A 'Statistician and Gardening Novices' Simple Gardening Tips

What Gardening Means to Me

Hi, I’m Lavender. I’m a 28-year-old statistician and gardening novice from Northampton, UK.

My interest in gardening was non-existent before 2020, and lockdown was the reason why I initially started my green-fingered journey. I had much more time than usual to focus on transforming my neglected garden, which led me to realise how rewarding and energising gardening could be! I’ve since developed an interest in growing flowers, fruit and vegetables from seed, as well as finding creative tips to jazz up my garden space. 

I’m still very much a beginner and I’m learning all the time – but here are a few of my initial tips about gardening and growing plants, whether that be indoors on your kitchen windowsill, out on a balcony, or in a proper garden. It’s easy, rewarding and relaxing - I would recommend giving it a go.

My Top 5 Gardening Tips

1) Think about how much time, space and experience you have when beginning.

If you’re new to gardening, my suggestion is to start small to see if you can manage it, and then slowly build yourself up over time. There’s nothing worse than overwhelming yourself with too many plants and not enough time to harvest or water them. At a minimum, your essentials are soil, water, sunlight and a pot for planting, so buy the basics and expand from there.

If you know you can’t commit a lot of time to caring for plants, then look for varieties that are hardy, self-sufficient and don’t need much watering!

2) Do some initial planning, and find ways to keep organised

Different plants need to be sown, pruned and harvested at different periods, so staying on top of this is key.

I’ve found it helpful to create an excel spreadsheet to record key information about my plants, as well as details of sowing and harvesting. You can often find this on the backs of seed packs, or through researching online (the RHS website is so helpful for this).

I’ve also made a seed box to organise seeds by the month they should be planted in, using a wooden box designed to store tea. Hopefully this will stop me feeling overwhelmed in future months (I have lots of seed planting planned for early 2021!)

3) Listen to your plants and research their needs

Gardening is a continuous experimental process and learning curve. Do your research and learn from your own experience!

Plants in the initial stages are vulnerable and need the right care, and not all your seeds will always survive or produce and optimum harvest. It’s okay though, adjust your methods and try again next time.  You’ll get the hang of it quickly!

For each plant a few things you need to think about include:

  • What soil does it like? (Alkaline, acidic, or mixed?)
  • How much sunlight/shade does it need?
  • What direction does it prefer to face?
  • How hardy is it? (Will it need to be overwintered?)
  • How tall does it grow? (You might need a wall or trellis for support!)
  • Is it prone to disease? (e.g. aphids, fungus)

4) Pick hardy plants or be ready for overwintering

Of the plant groups, perennials will flower every year and annuals only last the season. Some perennials can be evergreen (or semi-evergreen,) staying green-leaved across the year.

This doesn’t necessarily indicate hardiness though. You can get ‘hardy annuals’ (e.g. nigellas) which will survive cold winters, and non-hardy perennials which won’t. Research is key!

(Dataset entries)
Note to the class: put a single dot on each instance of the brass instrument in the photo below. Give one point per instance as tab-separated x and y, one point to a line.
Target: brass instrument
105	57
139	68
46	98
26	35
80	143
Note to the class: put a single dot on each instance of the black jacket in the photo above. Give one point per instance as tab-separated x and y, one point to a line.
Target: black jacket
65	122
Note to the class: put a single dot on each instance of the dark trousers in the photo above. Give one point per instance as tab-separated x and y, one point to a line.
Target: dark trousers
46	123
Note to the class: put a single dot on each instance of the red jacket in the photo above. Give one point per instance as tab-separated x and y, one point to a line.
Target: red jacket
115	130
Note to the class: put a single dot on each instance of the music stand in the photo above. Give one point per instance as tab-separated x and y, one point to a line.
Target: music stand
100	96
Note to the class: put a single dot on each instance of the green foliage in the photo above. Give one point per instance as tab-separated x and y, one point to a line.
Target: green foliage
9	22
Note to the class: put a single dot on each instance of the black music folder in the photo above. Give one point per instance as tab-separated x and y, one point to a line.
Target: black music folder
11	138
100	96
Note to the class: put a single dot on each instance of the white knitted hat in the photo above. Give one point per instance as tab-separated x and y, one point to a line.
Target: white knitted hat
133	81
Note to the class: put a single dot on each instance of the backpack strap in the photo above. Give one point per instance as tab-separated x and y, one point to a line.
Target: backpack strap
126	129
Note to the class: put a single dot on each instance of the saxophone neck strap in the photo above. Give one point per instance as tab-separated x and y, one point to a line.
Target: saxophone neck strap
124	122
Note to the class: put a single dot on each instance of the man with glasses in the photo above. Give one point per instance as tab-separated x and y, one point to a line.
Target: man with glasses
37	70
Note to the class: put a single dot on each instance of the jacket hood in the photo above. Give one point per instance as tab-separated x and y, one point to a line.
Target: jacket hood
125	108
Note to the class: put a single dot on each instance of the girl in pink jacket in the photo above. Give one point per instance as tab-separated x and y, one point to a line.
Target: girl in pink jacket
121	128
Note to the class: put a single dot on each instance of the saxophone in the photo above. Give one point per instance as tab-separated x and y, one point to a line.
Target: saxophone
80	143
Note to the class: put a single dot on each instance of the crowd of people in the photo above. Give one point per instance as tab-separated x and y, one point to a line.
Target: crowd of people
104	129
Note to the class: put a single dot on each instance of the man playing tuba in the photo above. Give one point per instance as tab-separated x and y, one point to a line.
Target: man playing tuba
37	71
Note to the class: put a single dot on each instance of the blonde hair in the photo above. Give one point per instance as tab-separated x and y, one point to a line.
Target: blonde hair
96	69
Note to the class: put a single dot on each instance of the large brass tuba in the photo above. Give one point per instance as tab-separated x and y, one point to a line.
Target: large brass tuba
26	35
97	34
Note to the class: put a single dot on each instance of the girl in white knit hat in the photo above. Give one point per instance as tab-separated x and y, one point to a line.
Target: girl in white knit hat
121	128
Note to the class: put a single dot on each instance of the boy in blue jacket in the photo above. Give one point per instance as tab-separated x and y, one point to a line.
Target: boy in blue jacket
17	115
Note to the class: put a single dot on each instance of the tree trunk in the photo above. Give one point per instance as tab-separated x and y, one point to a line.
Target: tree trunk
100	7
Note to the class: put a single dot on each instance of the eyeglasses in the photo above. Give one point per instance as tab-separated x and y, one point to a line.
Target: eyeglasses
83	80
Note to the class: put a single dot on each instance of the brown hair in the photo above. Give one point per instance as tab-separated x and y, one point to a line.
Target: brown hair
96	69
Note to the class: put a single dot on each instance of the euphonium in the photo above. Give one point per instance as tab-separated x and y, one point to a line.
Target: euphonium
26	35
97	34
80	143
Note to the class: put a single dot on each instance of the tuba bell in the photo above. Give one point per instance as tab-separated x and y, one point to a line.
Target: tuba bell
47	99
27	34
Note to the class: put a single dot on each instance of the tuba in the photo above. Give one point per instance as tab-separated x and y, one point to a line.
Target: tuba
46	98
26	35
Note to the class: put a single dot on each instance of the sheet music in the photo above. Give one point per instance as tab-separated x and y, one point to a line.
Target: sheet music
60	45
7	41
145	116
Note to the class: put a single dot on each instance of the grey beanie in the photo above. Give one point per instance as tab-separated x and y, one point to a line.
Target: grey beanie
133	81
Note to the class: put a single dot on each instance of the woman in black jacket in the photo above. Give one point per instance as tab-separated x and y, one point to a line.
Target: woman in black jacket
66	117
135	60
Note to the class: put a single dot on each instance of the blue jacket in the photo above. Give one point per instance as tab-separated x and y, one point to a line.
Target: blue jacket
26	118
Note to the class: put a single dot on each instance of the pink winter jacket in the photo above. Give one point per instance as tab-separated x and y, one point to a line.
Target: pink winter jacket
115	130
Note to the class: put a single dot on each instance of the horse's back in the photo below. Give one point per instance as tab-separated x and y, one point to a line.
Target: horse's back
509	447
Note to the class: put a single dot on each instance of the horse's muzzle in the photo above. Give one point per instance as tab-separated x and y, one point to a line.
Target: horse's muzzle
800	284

**Exercise description**
Summarize the gardening tips page above in two sentences.

**Final answer**
Lavender, a 28-year-old statistician and gardening novice from Northampton, took up gardening during the 2020 lockdown and shares beginner tips for growing plants on a windowsill, on a balcony, or in a garden. The tips advise starting small, planning ahead and staying organized with a spreadsheet and a seed box, researching each plant's needs, and choosing hardy plants or preparing to overwinter them.